#### Aim
Pull out each line of the records below that contains the word "purple".

Records of labeled boxes
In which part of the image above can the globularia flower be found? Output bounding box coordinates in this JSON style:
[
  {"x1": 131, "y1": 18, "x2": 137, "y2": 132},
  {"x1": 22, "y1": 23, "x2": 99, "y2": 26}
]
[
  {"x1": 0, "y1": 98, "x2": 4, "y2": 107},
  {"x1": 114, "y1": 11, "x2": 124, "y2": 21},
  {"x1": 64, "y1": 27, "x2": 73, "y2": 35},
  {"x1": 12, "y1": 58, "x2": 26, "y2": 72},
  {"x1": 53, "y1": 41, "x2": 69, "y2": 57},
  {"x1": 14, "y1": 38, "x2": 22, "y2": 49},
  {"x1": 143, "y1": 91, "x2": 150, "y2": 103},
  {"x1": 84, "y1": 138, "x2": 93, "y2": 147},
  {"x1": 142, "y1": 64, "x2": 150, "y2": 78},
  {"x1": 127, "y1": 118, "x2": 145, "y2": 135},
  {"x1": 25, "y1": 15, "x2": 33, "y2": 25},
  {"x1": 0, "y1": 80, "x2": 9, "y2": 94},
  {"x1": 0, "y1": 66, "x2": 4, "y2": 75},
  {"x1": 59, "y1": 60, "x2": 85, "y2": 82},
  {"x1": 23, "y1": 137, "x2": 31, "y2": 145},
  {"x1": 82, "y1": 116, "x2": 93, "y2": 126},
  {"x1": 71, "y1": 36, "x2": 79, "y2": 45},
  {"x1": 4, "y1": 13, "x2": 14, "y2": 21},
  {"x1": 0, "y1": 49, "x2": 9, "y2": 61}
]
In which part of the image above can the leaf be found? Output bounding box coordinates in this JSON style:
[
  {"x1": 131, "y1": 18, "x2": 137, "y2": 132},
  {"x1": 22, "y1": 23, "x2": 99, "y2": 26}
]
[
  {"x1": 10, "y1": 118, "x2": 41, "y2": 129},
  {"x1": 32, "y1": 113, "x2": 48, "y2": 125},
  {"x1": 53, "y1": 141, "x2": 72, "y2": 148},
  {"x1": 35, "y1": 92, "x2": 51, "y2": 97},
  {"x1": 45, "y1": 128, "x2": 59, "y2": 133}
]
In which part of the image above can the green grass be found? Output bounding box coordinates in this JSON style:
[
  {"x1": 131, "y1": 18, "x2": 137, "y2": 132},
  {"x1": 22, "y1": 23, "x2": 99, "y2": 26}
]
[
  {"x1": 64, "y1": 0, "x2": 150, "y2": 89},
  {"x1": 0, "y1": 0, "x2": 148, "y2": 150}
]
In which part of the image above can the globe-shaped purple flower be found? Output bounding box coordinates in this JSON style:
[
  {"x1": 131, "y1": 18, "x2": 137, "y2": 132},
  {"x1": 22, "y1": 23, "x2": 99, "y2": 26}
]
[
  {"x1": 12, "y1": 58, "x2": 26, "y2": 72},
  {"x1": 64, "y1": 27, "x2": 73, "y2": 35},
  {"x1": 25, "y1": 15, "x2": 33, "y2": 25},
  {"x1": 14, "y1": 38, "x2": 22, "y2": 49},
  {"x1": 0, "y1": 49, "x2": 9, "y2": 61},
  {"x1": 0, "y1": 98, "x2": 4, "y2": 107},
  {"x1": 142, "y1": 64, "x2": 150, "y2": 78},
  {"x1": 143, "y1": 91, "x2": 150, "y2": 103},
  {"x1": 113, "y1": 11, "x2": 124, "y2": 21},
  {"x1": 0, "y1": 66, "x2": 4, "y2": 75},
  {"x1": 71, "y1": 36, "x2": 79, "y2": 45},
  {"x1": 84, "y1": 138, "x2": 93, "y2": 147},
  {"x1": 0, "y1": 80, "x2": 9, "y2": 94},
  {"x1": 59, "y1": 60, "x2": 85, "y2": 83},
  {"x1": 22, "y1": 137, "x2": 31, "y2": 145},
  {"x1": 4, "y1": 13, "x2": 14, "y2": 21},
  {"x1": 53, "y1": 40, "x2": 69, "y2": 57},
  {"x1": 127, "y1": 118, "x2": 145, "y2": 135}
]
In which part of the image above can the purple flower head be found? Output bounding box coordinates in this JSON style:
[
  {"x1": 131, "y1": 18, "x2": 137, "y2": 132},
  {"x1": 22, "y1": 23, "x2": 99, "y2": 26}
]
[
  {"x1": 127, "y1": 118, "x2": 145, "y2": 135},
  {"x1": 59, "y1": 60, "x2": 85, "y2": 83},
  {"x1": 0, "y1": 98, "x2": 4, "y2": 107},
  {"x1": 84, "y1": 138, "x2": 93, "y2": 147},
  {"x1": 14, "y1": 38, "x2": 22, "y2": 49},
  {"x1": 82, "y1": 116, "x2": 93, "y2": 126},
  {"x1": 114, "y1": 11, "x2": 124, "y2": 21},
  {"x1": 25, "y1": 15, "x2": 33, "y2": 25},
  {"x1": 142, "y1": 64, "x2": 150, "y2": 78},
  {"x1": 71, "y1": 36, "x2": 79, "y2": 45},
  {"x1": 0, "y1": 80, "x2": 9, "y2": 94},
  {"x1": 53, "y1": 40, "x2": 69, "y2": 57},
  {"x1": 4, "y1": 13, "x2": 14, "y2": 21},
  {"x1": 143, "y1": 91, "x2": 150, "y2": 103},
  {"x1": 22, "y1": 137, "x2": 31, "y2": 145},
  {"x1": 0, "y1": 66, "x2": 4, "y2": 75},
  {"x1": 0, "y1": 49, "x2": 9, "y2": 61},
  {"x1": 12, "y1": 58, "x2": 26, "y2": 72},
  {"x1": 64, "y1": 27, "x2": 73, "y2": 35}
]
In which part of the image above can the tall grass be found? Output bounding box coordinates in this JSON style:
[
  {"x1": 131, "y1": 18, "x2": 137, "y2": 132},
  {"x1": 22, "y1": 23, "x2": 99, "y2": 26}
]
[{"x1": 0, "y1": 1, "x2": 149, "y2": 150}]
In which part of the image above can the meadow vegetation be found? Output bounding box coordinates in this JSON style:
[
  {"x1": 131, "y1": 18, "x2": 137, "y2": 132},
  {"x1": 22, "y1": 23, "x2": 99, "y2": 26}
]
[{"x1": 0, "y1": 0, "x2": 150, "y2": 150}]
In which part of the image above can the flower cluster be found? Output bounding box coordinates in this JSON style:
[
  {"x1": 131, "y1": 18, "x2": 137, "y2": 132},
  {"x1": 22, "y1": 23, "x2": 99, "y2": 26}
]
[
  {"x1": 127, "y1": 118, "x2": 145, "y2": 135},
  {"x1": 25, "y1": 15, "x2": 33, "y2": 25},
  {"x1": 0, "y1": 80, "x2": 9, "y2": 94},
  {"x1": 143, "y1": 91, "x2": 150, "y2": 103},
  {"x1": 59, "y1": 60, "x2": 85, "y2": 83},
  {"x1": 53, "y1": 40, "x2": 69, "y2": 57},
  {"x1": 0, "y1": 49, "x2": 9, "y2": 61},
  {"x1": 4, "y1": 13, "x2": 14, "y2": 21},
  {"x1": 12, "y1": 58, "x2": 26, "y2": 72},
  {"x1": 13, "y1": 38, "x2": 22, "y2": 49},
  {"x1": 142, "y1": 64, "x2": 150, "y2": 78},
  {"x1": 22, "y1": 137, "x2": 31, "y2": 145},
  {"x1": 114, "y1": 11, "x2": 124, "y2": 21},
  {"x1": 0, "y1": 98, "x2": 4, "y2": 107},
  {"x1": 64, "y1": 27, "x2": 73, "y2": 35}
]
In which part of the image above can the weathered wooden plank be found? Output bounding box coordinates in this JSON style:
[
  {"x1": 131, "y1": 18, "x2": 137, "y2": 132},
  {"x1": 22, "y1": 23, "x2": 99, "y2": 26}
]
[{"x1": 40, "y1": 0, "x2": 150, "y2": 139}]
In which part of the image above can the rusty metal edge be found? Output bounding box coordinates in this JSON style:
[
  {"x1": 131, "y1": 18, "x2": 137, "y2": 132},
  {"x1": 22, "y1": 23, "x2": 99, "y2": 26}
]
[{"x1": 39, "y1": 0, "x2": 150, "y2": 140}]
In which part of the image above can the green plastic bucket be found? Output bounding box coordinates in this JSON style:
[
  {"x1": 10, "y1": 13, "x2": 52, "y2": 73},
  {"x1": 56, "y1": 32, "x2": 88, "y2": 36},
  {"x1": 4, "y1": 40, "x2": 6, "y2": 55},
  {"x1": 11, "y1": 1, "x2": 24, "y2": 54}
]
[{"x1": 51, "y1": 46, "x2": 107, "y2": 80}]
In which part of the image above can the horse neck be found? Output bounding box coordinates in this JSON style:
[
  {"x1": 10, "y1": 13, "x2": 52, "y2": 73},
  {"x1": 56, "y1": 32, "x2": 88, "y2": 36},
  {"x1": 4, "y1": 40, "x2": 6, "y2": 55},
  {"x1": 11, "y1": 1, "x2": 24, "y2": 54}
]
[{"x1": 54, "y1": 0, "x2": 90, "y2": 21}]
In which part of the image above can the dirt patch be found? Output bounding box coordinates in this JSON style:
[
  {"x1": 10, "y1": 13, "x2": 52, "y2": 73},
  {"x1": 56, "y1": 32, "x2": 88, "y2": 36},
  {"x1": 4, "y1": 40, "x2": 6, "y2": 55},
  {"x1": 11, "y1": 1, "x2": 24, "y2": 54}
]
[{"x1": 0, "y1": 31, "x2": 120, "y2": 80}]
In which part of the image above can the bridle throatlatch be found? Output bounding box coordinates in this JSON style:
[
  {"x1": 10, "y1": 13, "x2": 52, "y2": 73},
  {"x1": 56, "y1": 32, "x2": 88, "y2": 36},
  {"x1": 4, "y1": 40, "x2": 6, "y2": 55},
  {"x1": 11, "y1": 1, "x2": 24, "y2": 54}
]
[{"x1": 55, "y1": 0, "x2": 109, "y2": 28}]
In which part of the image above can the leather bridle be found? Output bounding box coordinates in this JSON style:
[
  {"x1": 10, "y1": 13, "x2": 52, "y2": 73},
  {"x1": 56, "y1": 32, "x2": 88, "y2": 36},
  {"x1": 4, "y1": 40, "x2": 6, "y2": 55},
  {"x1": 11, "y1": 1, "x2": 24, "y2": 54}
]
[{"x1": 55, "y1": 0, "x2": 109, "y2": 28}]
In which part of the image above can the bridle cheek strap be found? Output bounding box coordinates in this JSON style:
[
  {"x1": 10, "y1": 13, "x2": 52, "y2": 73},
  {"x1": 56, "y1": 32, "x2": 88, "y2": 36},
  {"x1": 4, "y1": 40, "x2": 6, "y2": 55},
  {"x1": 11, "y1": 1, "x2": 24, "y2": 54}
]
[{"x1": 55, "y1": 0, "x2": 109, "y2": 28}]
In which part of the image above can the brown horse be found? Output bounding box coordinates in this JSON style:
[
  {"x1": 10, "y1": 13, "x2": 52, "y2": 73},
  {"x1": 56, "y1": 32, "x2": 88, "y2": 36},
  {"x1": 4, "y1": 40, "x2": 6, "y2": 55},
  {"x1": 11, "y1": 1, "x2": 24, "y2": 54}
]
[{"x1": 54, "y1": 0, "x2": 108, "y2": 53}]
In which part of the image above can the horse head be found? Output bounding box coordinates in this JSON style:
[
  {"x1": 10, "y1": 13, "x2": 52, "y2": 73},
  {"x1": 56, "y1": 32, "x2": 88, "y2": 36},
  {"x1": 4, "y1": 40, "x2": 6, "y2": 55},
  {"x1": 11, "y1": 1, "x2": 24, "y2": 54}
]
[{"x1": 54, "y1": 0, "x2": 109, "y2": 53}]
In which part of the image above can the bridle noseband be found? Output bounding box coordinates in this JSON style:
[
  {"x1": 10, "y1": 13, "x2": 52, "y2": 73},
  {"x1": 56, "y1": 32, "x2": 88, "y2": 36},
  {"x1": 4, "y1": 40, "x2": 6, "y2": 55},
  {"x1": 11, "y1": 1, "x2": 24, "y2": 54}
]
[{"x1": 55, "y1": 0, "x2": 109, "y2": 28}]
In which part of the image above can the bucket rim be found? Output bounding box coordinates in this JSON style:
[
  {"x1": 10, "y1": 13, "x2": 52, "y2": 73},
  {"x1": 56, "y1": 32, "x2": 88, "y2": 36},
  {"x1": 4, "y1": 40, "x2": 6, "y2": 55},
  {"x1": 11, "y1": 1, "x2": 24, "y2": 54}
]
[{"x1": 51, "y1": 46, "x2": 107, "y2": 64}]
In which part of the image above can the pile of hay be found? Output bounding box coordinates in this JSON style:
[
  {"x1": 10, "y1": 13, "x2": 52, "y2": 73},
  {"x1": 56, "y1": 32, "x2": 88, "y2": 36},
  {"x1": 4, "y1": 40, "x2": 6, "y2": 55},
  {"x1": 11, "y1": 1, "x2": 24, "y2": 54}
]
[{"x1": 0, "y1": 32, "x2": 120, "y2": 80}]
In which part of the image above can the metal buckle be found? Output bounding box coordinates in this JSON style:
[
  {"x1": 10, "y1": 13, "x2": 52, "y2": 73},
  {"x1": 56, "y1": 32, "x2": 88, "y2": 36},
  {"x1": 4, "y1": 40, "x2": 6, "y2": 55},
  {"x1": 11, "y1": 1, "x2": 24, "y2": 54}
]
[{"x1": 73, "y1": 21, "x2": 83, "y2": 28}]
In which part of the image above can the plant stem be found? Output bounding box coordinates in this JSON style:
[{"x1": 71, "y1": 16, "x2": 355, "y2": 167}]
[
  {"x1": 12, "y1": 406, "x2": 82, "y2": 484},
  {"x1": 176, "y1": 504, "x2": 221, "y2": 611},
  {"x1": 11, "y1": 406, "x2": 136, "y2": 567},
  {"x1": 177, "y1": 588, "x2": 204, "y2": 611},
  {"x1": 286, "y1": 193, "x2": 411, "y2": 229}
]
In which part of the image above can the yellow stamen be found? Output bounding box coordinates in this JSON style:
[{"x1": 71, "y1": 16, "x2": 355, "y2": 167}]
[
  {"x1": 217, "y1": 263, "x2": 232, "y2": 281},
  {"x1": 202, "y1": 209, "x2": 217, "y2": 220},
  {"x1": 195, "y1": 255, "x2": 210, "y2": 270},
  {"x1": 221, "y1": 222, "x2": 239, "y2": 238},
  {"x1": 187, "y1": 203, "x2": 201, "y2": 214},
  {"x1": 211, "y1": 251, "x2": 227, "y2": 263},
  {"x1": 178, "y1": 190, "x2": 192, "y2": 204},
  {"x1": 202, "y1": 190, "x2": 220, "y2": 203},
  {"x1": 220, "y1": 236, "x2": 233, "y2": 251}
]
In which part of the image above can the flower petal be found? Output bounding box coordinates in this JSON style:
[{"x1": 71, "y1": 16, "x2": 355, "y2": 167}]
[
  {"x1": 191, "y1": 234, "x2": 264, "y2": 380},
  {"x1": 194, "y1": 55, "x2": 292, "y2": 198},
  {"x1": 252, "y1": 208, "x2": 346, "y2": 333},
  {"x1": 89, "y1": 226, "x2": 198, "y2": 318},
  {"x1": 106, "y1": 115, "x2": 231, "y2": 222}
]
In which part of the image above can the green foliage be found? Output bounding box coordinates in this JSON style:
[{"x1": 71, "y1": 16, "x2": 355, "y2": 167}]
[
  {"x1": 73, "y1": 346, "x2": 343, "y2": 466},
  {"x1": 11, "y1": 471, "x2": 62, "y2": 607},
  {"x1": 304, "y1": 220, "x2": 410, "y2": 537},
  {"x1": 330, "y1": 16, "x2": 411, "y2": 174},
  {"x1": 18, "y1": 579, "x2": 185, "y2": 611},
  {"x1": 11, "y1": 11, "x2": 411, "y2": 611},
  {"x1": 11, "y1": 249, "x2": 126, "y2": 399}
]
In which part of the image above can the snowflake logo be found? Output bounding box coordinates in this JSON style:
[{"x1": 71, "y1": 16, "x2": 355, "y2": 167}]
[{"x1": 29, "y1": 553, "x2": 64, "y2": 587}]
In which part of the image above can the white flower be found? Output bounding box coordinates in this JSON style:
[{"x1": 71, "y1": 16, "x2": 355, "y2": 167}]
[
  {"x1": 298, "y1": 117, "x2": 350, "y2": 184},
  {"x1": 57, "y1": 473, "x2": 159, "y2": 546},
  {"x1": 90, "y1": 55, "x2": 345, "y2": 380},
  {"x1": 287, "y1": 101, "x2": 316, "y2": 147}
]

#### Solved problem
In which part of the image above can the globe-shaped purple flower be found? Output bounding box coordinates in this JSON style:
In which part of the image above can the purple flower head be found? Output bounding box coordinates in this JSON style:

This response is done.